▶ [Goal] Retype the following lines precisely as they appear.

········

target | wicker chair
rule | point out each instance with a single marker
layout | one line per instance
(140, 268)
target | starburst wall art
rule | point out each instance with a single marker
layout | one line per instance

········

▶ [Written reply]
target | wicker chair
rule | point out each instance with a single marker
layout | one line per instance
(140, 268)
target | starburst wall art
rule | point out each instance with a single marker
layout | one line per instance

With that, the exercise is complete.